# Text block
┄┄┄┄┄┄┄┄┄┄┄┄┄┄┄┄┄┄┄┄
Dr. Yasemin Yildiz
Associate Professor of Germanic Languages and Literatures
Associate Professor of Gender and Women's Studies
Center for South Asian and Middle Eastern Studies
European Union Center
- Address: 3107 Foreign Languages Building Office Hours:
- Spring 2016: 12:30-2:30 and by appt
- Telephone: (217) 333-6330
- Email: firstname.lastname@example.org
Ph.D. Cornell University
Specializations / Research Interests20th- and 21st-century German Literature and Culture, Turkish-German Literature and Culture, German-Jewish Literature and Culture, Literary Multilingualism and Translation Studies, Transnational Studies, Gender Studies, Holocaust Studies
Distinctions / Awards
- Honorable Mention, 2014 Laura Shannon Prize for Contemporary European Studies, Nanovic Institute at Notre Dame, for Beyond the Mother Tongue
- 10th Aldo and Jeanne Scaglione Prize for Studies in Germanic Languages and Literatures awarded by the MLA to Beyond the Mother Tongue, 2012
- 2013-2018 Conrad Humanities Professorial Scholar
- ACLS Collaborative Research Fellowship 2011-2012
- 2009 British Council Research Award
- 2010 Arnold O. Beckman Research Award
- 2012 IPRH Prize for Research in the Humanities for essay "Governing European Subjects"
┄┄┄┄┄┄┄┄┄┄┄┄┄┄┄┄┄┄┄┄
# Entries shown
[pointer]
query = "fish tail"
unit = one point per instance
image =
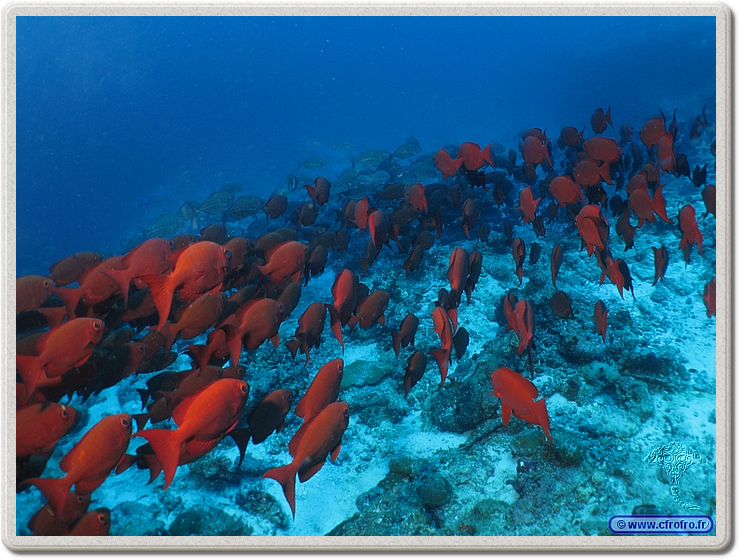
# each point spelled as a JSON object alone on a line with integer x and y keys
{"x": 396, "y": 342}
{"x": 285, "y": 475}
{"x": 162, "y": 294}
{"x": 166, "y": 447}
{"x": 55, "y": 490}
{"x": 122, "y": 280}
{"x": 442, "y": 356}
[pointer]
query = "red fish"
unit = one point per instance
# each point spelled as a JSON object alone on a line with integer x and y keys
{"x": 320, "y": 190}
{"x": 69, "y": 269}
{"x": 710, "y": 297}
{"x": 406, "y": 333}
{"x": 39, "y": 426}
{"x": 661, "y": 262}
{"x": 690, "y": 234}
{"x": 565, "y": 191}
{"x": 599, "y": 120}
{"x": 556, "y": 259}
{"x": 589, "y": 172}
{"x": 308, "y": 333}
{"x": 652, "y": 131}
{"x": 89, "y": 462}
{"x": 593, "y": 228}
{"x": 518, "y": 396}
{"x": 32, "y": 291}
{"x": 200, "y": 268}
{"x": 201, "y": 418}
{"x": 323, "y": 437}
{"x": 150, "y": 257}
{"x": 473, "y": 156}
{"x": 443, "y": 328}
{"x": 527, "y": 205}
{"x": 602, "y": 149}
{"x": 62, "y": 348}
{"x": 518, "y": 251}
{"x": 666, "y": 157}
{"x": 287, "y": 260}
{"x": 535, "y": 151}
{"x": 600, "y": 313}
{"x": 446, "y": 165}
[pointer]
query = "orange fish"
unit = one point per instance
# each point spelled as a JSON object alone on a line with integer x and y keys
{"x": 524, "y": 324}
{"x": 457, "y": 274}
{"x": 320, "y": 190}
{"x": 443, "y": 328}
{"x": 556, "y": 259}
{"x": 602, "y": 149}
{"x": 416, "y": 365}
{"x": 589, "y": 173}
{"x": 308, "y": 333}
{"x": 287, "y": 260}
{"x": 599, "y": 120}
{"x": 201, "y": 418}
{"x": 200, "y": 268}
{"x": 406, "y": 333}
{"x": 473, "y": 156}
{"x": 661, "y": 262}
{"x": 527, "y": 205}
{"x": 69, "y": 269}
{"x": 710, "y": 297}
{"x": 666, "y": 157}
{"x": 62, "y": 348}
{"x": 518, "y": 396}
{"x": 32, "y": 291}
{"x": 39, "y": 426}
{"x": 600, "y": 313}
{"x": 690, "y": 234}
{"x": 652, "y": 131}
{"x": 89, "y": 462}
{"x": 593, "y": 228}
{"x": 518, "y": 251}
{"x": 535, "y": 151}
{"x": 323, "y": 437}
{"x": 446, "y": 165}
{"x": 565, "y": 191}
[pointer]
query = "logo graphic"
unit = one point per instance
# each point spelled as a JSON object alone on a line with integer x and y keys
{"x": 676, "y": 458}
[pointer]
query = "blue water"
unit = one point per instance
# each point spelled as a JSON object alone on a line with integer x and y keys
{"x": 110, "y": 110}
{"x": 121, "y": 120}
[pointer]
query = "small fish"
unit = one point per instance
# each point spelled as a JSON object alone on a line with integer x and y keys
{"x": 204, "y": 417}
{"x": 599, "y": 120}
{"x": 518, "y": 396}
{"x": 415, "y": 368}
{"x": 406, "y": 333}
{"x": 710, "y": 297}
{"x": 690, "y": 233}
{"x": 661, "y": 262}
{"x": 89, "y": 462}
{"x": 600, "y": 313}
{"x": 322, "y": 437}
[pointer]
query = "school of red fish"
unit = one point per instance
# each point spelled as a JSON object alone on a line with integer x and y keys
{"x": 92, "y": 321}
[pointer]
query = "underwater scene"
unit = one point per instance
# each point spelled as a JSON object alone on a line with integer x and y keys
{"x": 312, "y": 276}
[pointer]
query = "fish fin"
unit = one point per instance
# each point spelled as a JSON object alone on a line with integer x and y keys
{"x": 55, "y": 490}
{"x": 285, "y": 476}
{"x": 166, "y": 447}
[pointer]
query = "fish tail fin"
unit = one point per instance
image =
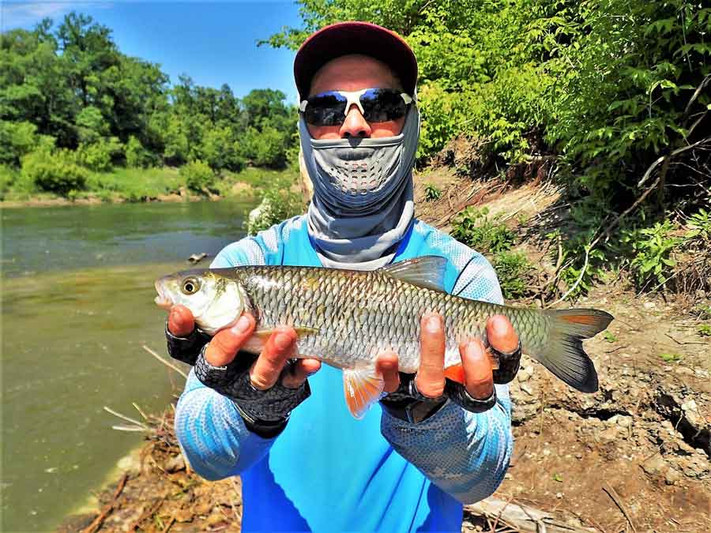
┄┄┄┄┄┄┄┄┄┄┄┄┄┄┄┄┄┄┄┄
# Tasks to perform
1 - Summarize the faculty profile of Yasemin Yildiz in three sentences.
2 - Write the next part of the faculty profile of Yasemin Yildiz, picking up after its last line.

# Answers to the tasks
1 - Yasemin Yildiz is an associate professor of Germanic languages and literatures and of gender and women's studies, and she holds a Ph.D. from Cornell University. Her research interests include 20th- and 21st-century German literature and culture, Turkish-German and German-Jewish literature and culture, literary multilingualism and translation studies, and Holocaust studies. Her distinctions include the MLA's 10th Aldo and Jeanne Scaglione Prize for Beyond the Mother Tongue and a 2013-2018 appointment as Conrad Humanities Professorial Scholar.

2 -
- 2004-2005 Dissertation Fellowship, AAUW
Yasemin Yildiz received her M.A. in German Literature from the Universität Hamburg and her Ph.D. in German Studies from Cornell University. She also undertook graduate course work in Comparative Literature at the City University of New York on a Fulbright scholarship and attended the School for Criticism and Theory in Ithaca, NY. Her research focuses on twentieth- and twenty-first century German literature and culture.
Focused on canonical and minority writers working in German in the twentieth century, her book Beyond the Mother Tongue: The Postmonolingual Condition (New York: Fordham University Press, 2012) is a study of the tense co-existence of proliferating multilingual practices, on the one hand, and a still-dominant monolingual framework tied to the nation-state, on the other. In a key intervention, Beyond the Mother Tongue proposes to treat monolingualism not as a simple quantitative term but rather as a widespread structuring principle of modernity that emerged in late eighteenth-century Europe and impacted the imagination and construction of subjectivities and collectives, as well as the formation of numerous disciplines and institutions. From this historicized vantage point, writings after the emergence of the monolingual paradigm become legible as “postmonolingual,” that is, as marked by monolingualism but also as potentially trying to overcome it.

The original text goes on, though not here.